Objective -
Could you arrange the entries that follow as a two-column CSV with the headers "query" and "reply", one row per entry? Put each entry's text and its answer in a single quoted field apiece, replacing any line breaks with spaces.
*** Input records ***
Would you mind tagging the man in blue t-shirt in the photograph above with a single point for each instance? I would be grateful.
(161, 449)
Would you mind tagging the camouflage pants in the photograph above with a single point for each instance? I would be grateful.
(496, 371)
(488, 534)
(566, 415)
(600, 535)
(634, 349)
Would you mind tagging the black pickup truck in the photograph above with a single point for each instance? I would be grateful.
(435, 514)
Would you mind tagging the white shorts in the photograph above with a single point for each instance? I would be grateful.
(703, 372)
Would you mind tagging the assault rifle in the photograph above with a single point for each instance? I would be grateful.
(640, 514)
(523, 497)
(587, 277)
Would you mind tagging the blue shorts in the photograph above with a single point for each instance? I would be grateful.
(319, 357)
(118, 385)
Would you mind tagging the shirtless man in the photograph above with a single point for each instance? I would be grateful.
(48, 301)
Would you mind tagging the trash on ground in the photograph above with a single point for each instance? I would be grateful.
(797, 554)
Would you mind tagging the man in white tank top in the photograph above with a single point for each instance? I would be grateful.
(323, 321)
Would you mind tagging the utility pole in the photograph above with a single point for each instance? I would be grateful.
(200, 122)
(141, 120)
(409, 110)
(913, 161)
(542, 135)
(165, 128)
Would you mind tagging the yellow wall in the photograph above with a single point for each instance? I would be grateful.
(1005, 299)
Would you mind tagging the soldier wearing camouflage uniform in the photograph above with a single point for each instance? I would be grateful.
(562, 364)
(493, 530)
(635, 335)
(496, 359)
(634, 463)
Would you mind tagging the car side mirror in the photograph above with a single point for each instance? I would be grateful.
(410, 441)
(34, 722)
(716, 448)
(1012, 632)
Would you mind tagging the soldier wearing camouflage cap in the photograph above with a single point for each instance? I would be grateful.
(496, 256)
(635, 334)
***
Final result -
query,reply
"Would you mind tagging the man in blue t-shirt in the photograph above with a single point for each instance? I would be grateful.","(161, 449)"
"Would you mind tagging the camouflage pants in the photograph above with a single point for each instance? I would be grateful.","(496, 371) (488, 534) (566, 415) (600, 535) (634, 349)"
"Would you mind tagging the black pickup truck in the photograph above with a single point for each instance? I would be grateful.","(435, 514)"
"Would you mind tagging the white shorts in the photograph above with a single point for each instance? I would be grateful.","(703, 372)"
"Would you mind tagging the assault rifle in the photograph above with a single point for each instance? I would be grateful.","(640, 514) (523, 497) (587, 277)"
"Would you mind tagging the blue shorts in the photograph above with a single point for each instance? I would be grateful.","(319, 357) (118, 385)"
"Would you mind tagging the shirtless man in the photograph above with a single point for each instance? I would be grateful.","(48, 301)"
"Would you mind tagging the trash on ground in the photograph above with a single point for each instance? I would be grateful.","(797, 554)"
"Would you mind tagging the man in white tank top in the photograph above with a single point for each instance? I would be grateful.","(323, 321)"
"Would you mind tagging the utility pole in the photograph above with a single point for each instance? I would be grateful.","(200, 122) (141, 120) (409, 110) (913, 161) (542, 135) (165, 128)"
"Would you mind tagging the yellow wall in the photograph above with a single point for each instance? I would be grateful.","(1005, 299)"
"Would you mind tagging the soldier wearing camouflage uniform in the photograph above with a single point for each instance? I would be grateful.","(562, 364) (493, 530) (635, 335) (496, 359) (634, 463)"
"Would you mind tagging the car side mirror in the photograph above with a single point for each instance? I would be grateful.","(410, 441) (34, 722) (716, 448) (1012, 632)"
"Would you mind tagging the soldier wearing camouflage cap in the photograph above with a single point for each instance? I would be grateful.","(496, 256) (635, 334)"